§ TASK A
In the text on factual moral dilemmas, repeat the passage from "Second, in some" up to and including "similar psychological processes.", substituting "obligatory" for "prescriptive".
begin DOCUMENT TEXT
Second, in some factual dilemmas, the pairing of action (vs. inaction) with utilitarianism (vs. deontology) is reversed. As already mentioned, trolley-type dilemmas always employ proscriptive deontological norms, that is, forbidding specific actions. Some factual dilemmas employ prescriptive deontological norms, that is, norms that involve actions, such as saving human lives. Studies using dilemmas where action coincides with deontology can show whether judgments in dilemmas with proscriptive and prescriptive norms employ similar psychological processes.
Third, factual dilemmas employ a wider set of deontological moral norms. Trolley-type dilemmas always involve the question of whether or not it is appropriate to kill a human being, with torture as the only exception. In addition to 22 life-or-death situations (decisions about killing or saving lives), the factual dilemmas contain 16 dilemmas involving other deontological moral norms, such as norms about bodily inviolateness, animal suffering, or intentionally breaking laws (for a complete list, see Table 2). These dilemmas can be used to test whether an influence on dilemma judgments generalizes beyond killing/saving decisions to other moral dilemma judgments. In sum, in addition to increasing realism, the factual dilemmas allow for three steps of increasing generalization compared with trolley-type dilemmas, from more varied and detailed but structurally similar dilemmas, over a generalization concerning action/inaction, to general dilemma situations (i.e., beyond killing/saving) contrasting consequence optimization with the adherence to commonly endorsed deontological moral norms.
Here, we present two studies where participants evaluated trolley-type and our newly developed factual dilemmas. To determine whether factual dilemmas are superior to trolley-type dilemmas as stimuli for moral psychology studies, we used perceived realism as a first criterion. Trolley-type dilemmas are generally perceived to be unrealistic, which could distort results (see above). Moreover, realism has been found to influence dilemma judgments (Kneer & Hannikainen, 2022; Körner et al., 2019). Therefore, we consider highly realistic dilemmas to be superior as stimuli for moral psychology. Accordingly, we asked participants in both studies to evaluate dilemma realism. As a second quality criterion, participant engagement was assessed. High participant engagement is a precondition of dilemma judgment validity (Bauman et al., 2014). Moreover, higher realism should increase participant engagement (Busselle & Bilandzic, 2008). To measure participant engagement, we assessed response times (Study 1) and participants’ judgments how seriously they took the dilemmas (Study 2). We predicted that factual dilemmas would be perceived to be more realistic than trolley-type dilemmas and would lead to higher participant engagement.
Study 1
We developed dilemmas based on historic facts. For this, we gathered information on various events where norms and consequences seemed incommensurate. We excluded situations for which viable alternative actions (compared with both the default and the intervention option presented in the dilemma scenario) seemed possible (see Körner et al., 2019) and situations for which we did not find at least one source reporting the main facts in a reputable journalistic or historic/scientific outlet. Using the remaining events, we wrote dilemma texts, highlighting the situation, the options, and their consequences in a manner similar to trolley-type dilemmas. However, the descriptions were generally longer and contained more details.
end DOCUMENT TEXT
begin RECORDS TO PROCESS
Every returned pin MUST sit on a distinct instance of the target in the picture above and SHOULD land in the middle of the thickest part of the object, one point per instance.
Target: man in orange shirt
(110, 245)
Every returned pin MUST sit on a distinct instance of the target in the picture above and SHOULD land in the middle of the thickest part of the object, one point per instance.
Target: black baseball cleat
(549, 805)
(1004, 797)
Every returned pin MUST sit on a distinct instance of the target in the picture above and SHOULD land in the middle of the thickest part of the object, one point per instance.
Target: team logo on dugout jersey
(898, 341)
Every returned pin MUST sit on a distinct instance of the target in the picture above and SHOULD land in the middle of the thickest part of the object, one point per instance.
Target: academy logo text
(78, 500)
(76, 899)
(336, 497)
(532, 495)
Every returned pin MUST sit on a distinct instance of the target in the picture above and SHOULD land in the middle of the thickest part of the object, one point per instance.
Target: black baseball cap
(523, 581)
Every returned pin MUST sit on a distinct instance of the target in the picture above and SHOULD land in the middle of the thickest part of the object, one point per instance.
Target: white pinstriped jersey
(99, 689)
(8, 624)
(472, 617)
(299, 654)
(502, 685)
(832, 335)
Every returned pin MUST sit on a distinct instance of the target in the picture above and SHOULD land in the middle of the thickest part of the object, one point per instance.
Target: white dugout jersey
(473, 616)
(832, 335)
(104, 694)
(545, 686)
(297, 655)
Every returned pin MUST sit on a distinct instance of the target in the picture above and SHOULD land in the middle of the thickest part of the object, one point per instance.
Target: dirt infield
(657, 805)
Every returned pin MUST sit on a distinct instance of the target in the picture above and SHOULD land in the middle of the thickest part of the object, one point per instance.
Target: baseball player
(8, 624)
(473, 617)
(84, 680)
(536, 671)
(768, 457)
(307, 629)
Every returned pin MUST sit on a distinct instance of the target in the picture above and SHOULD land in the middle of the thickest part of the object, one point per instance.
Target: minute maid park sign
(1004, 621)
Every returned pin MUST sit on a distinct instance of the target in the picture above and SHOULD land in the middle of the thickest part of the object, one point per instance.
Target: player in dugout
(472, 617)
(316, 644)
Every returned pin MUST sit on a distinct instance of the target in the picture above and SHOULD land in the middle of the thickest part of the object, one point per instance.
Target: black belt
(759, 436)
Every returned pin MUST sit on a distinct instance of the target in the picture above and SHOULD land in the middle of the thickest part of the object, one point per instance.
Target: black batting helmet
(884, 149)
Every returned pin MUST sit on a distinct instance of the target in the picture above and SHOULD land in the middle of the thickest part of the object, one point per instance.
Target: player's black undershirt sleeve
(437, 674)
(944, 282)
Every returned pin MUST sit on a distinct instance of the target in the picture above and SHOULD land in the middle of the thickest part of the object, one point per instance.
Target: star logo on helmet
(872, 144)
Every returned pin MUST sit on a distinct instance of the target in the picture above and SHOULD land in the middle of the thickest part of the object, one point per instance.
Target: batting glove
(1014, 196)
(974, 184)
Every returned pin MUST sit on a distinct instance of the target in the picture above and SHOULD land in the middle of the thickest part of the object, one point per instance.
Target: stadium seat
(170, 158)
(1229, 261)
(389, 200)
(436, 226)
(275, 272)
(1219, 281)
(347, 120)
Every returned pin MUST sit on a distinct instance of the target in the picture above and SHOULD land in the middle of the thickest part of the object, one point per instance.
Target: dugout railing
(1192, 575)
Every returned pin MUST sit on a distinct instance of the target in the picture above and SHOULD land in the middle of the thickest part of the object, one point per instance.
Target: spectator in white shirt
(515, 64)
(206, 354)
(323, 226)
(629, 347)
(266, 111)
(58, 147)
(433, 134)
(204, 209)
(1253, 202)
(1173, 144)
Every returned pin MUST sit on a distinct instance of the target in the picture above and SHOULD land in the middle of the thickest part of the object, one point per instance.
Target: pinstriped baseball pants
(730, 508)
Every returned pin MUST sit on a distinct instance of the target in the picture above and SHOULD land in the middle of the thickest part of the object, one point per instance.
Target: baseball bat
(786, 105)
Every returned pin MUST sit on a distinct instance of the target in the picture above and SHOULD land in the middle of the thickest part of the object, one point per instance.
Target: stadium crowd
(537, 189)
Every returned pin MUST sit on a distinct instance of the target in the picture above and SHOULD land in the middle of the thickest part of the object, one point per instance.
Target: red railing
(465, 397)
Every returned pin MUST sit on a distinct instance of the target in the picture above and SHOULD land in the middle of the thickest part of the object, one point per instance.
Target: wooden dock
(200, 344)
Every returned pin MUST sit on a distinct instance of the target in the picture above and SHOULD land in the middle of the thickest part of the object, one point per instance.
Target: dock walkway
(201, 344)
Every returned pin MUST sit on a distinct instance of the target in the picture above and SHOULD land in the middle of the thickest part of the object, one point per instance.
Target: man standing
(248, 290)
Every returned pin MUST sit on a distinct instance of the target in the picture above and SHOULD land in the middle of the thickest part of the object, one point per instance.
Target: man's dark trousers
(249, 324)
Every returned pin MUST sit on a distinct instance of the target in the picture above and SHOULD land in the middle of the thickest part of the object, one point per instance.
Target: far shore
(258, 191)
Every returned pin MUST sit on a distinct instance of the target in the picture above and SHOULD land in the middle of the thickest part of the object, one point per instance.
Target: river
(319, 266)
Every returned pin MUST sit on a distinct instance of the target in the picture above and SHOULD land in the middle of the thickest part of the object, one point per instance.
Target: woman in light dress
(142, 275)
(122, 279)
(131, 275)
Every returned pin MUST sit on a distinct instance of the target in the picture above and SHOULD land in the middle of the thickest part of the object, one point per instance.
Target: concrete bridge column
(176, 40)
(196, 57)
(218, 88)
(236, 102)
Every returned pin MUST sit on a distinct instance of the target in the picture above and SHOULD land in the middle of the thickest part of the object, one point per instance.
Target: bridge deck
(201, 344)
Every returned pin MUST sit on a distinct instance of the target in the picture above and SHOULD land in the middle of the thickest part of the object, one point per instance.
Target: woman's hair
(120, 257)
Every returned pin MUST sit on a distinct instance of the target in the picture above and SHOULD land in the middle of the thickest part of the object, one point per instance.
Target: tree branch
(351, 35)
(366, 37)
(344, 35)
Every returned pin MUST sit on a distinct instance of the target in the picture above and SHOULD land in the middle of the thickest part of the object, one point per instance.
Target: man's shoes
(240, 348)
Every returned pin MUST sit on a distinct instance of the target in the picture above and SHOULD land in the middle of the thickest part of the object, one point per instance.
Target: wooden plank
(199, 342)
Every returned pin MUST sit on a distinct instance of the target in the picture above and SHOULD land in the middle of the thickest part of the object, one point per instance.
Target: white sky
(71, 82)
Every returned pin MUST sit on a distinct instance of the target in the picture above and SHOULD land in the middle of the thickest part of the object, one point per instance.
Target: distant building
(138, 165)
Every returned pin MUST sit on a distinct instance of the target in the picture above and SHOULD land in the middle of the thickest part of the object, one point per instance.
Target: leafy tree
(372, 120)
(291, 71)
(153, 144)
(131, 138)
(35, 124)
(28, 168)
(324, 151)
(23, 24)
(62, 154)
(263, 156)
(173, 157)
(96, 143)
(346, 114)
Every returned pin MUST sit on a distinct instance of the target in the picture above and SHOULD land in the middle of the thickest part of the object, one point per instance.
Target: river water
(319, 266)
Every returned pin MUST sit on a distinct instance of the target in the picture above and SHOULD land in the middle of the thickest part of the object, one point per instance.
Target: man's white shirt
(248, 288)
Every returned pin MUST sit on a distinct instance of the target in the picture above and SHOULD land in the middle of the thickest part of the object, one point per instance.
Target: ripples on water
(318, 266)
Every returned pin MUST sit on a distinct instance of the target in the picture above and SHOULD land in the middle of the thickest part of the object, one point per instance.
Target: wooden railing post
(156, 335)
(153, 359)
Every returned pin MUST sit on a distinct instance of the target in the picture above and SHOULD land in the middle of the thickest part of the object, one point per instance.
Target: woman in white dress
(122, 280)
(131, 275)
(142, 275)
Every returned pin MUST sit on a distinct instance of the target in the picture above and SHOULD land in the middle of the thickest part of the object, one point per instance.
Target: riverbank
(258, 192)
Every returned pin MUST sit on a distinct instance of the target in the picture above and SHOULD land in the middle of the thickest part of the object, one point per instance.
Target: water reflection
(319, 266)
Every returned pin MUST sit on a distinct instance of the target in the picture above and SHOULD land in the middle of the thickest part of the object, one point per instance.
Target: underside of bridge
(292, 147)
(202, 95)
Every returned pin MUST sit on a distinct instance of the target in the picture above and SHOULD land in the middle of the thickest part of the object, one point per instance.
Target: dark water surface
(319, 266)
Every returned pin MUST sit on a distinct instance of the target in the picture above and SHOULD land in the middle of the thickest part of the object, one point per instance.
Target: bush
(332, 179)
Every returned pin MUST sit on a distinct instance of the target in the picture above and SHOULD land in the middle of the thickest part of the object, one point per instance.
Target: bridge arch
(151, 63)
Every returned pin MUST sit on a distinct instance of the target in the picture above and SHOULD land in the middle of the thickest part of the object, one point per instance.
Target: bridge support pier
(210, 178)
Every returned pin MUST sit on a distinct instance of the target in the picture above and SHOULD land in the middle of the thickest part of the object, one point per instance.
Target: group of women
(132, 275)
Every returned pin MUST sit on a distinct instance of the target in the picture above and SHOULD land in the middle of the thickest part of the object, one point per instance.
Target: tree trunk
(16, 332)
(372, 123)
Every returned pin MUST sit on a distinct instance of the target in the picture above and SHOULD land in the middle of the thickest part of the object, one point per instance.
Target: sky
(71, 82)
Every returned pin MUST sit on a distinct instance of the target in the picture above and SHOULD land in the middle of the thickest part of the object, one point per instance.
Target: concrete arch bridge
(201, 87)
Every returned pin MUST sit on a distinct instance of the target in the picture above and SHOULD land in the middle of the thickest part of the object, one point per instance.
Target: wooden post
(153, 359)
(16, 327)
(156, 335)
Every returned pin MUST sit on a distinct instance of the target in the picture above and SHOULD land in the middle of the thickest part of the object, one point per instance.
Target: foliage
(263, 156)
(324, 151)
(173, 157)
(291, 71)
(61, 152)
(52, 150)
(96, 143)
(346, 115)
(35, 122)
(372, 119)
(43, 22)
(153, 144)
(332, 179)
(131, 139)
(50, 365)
end RECORDS TO PROCESS
§ TASK B
List every line of the records that contains the word "batting".

§ EXERCISE RESULT A
Second, in some factual dilemmas, the pairing of action (vs. inaction) with utilitarianism (vs. deontology) is reversed. As already mentioned, trolley-type dilemmas always employ proscriptive deontological norms, that is, forbidding specific actions. Some factual dilemmas employ obligatory deontological norms, that is, norms that involve actions, such as saving human lives. Studies using dilemmas where action coincides with deontology can show whether judgments in dilemmas with proscriptive and obligatory norms employ similar psychological processes.

§ EXERCISE RESULT B
Target: black batting helmet
Target: batting glove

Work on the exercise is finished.